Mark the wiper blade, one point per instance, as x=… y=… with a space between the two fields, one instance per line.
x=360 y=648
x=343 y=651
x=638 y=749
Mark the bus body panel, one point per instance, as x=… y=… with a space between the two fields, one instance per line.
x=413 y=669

__________________________________________________

#### [Exercise directions]
Exactly the lines between the one containing "Mark the bus" and the end of the material, both ends included, must be retyped, with nothing added.

#### [Solution]
Mark the bus body panel, one point per instance, as x=… y=… with a space between the two fields, one instance per line.
x=413 y=669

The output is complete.